[GIVEN INSTRUCTION A] Which lines of the records contain the string "blurred"? Collect every one of them, treating case as significant.

Saturday, August 18, 2007

SeaFlower and so many socks

I've reentered the land of the thinking people. After six years dormant, many of them happily so, I'm back in the Ph.D. swing of things. I'm enjoying it, too, sort of. I like my field (Criminal Justice) tremendously. And I think I like my dissertation topic.

Anyway, we've all been very busy up here in the Adirondacks. E has her first business. She named it SeaFlower, and she makes one-of-a-kind (as she puts it) earrings. It reminds me of my many businesses as a child, ranging from elaborate sidewalk bakesales with my special friend Al, to a short-lived industry of velour doll blankets, from scraps my Grandpa Ozzy gave me. He was a dry-goods merchant (fancy for he sold fabric and notions at a booth in a bazaar, the Busy Bee Market). My mom was also put in mind of her own summer business, making personalized macaroni letter pins, which she collected money for but never delivered to her customers...

[GIVEN INSTRUCTION B] Can you rewrite the blog post's paragraph beginning "Anyway, we've all been very busy" as a short list that keeps its main facts?

[GIVEN DATA]
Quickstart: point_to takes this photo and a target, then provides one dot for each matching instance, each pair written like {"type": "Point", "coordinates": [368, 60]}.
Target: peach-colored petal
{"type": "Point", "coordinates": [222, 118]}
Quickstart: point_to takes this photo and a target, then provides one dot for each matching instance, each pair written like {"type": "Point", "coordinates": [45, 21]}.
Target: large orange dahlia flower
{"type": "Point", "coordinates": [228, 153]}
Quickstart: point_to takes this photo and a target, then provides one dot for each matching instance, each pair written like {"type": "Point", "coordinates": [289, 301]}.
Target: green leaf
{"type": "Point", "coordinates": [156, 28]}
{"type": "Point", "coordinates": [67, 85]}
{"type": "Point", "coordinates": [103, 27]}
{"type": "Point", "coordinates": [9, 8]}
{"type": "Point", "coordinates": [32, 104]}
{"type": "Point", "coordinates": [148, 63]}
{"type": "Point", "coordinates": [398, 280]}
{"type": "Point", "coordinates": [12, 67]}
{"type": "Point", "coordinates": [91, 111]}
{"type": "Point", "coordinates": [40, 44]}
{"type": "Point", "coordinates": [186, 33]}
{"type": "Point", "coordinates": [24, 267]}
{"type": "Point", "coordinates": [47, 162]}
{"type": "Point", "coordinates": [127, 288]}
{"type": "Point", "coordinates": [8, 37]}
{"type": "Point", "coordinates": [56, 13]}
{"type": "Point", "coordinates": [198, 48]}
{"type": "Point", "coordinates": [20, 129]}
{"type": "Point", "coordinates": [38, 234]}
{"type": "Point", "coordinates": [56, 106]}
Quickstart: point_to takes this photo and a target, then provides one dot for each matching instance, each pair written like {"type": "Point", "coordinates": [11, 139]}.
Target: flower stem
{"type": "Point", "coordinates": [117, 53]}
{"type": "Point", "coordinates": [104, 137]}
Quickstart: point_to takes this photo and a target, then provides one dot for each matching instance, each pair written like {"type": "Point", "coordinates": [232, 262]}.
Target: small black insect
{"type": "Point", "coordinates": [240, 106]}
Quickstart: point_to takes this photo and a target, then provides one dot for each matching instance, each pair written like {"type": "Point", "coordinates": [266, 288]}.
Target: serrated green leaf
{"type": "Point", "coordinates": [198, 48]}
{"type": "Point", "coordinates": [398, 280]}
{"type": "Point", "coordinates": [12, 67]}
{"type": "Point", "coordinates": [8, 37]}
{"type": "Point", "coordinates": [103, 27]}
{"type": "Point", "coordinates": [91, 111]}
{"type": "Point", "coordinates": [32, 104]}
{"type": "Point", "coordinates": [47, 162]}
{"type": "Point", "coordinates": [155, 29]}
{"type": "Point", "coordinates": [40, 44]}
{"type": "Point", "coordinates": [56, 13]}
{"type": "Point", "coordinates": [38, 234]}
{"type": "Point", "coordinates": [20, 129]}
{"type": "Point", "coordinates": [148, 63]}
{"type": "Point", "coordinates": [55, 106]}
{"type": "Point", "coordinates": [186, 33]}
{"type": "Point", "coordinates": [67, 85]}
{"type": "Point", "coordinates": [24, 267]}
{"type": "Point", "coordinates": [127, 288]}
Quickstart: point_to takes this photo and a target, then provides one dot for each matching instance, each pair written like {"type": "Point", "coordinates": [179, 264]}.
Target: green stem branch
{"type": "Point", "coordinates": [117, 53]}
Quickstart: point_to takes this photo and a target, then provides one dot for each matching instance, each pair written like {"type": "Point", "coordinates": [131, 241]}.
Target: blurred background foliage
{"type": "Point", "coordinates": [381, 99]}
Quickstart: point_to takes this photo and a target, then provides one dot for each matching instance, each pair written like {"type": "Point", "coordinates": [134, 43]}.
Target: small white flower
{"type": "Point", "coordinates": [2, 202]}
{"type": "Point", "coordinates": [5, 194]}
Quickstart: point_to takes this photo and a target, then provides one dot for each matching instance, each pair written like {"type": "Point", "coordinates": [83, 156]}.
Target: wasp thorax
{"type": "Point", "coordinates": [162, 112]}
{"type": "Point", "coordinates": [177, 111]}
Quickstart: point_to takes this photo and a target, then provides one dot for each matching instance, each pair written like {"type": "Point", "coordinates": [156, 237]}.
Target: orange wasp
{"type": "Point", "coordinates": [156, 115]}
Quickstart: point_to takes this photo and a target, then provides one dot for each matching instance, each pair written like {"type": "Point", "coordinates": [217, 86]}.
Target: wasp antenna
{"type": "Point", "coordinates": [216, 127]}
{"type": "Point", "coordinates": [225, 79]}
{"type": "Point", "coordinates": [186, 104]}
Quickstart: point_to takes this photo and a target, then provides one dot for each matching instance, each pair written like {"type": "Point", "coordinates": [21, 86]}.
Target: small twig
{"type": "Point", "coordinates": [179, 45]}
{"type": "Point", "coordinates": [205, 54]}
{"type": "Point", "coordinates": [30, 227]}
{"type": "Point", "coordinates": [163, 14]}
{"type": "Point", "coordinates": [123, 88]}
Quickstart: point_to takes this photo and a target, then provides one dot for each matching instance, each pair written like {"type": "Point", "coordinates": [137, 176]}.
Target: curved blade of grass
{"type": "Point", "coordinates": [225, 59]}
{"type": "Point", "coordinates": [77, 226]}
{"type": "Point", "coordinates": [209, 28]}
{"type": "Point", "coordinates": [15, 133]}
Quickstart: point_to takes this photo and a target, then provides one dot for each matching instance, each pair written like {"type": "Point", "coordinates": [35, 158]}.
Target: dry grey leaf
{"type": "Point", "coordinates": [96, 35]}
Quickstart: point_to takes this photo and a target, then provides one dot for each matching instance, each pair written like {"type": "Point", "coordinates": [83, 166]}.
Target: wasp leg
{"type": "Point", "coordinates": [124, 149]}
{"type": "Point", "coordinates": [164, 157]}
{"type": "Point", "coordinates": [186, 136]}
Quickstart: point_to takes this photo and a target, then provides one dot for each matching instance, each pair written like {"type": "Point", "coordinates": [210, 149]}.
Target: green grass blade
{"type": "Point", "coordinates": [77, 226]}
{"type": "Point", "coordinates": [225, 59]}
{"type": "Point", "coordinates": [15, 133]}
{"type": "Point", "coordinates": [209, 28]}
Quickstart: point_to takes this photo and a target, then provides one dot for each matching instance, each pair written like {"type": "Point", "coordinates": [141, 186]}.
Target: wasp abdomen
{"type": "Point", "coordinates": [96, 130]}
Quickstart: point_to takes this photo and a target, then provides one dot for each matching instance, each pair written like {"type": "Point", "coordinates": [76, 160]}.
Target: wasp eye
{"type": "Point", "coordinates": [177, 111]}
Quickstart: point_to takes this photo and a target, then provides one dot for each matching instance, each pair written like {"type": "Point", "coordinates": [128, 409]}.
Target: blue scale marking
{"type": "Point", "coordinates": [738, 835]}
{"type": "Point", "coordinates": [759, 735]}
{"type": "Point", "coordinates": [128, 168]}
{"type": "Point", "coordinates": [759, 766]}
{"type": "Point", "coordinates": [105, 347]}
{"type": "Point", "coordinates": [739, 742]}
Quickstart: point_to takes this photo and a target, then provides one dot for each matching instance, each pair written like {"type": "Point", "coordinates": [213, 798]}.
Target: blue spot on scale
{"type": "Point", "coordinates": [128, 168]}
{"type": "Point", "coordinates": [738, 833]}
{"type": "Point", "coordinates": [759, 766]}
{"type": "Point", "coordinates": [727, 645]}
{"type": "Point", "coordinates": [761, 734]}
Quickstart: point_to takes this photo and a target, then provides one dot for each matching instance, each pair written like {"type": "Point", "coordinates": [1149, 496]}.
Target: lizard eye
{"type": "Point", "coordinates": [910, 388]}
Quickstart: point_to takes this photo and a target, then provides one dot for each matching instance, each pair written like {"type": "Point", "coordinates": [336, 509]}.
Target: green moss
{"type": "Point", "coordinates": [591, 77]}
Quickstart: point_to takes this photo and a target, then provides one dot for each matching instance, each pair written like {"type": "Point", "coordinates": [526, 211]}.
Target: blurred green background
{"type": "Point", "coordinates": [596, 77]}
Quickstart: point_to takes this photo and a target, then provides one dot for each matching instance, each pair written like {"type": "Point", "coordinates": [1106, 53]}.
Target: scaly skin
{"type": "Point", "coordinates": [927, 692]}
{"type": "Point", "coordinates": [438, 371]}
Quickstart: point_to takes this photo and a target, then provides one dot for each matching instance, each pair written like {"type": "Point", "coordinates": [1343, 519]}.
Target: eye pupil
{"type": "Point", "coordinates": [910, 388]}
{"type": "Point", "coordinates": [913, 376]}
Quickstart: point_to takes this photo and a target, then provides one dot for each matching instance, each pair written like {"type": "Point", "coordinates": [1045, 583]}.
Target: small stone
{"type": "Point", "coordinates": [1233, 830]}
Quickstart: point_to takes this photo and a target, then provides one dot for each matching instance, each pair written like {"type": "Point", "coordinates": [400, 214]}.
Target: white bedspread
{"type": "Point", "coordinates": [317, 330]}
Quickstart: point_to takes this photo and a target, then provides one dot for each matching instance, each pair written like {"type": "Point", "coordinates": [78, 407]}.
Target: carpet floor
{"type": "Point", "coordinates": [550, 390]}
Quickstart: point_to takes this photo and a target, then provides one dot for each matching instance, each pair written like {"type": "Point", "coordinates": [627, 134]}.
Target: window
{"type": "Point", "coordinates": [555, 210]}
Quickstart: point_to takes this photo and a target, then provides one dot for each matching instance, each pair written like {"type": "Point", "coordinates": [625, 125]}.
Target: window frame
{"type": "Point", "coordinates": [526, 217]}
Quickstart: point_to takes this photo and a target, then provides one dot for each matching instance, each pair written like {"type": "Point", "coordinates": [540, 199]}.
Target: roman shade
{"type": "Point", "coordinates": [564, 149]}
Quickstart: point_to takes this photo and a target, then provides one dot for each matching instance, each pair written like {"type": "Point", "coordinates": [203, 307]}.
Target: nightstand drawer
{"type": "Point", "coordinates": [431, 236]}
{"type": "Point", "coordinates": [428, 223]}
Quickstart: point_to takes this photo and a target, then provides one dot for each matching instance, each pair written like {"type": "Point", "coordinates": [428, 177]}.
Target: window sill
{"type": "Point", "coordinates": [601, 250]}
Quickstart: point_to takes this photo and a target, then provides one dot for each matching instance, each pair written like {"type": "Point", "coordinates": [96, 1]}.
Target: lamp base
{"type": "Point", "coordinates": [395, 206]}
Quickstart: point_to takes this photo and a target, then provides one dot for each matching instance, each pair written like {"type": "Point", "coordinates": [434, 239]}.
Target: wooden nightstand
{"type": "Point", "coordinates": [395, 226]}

[FINISHED ANSWER A]
Target: blurred background foliage
Target: blurred green background

[FINISHED ANSWER B]
- We've all been very busy in the Adirondacks.
- E has started her first business, SeaFlower, making one-of-a-kind earrings.
- It recalls my childhood businesses, from elaborate sidewalk bake sales with my special friend Al to a short-lived line of velour doll blankets.
- The blankets were made from scraps given by Grandpa Ozzy, a dry-goods merchant who sold fabric and notions at a booth in a bazaar, the Busy Bee Market.
- My mom remembered her own summer business making personalized macaroni letter pins. She collected money for them but never delivered them to her customers.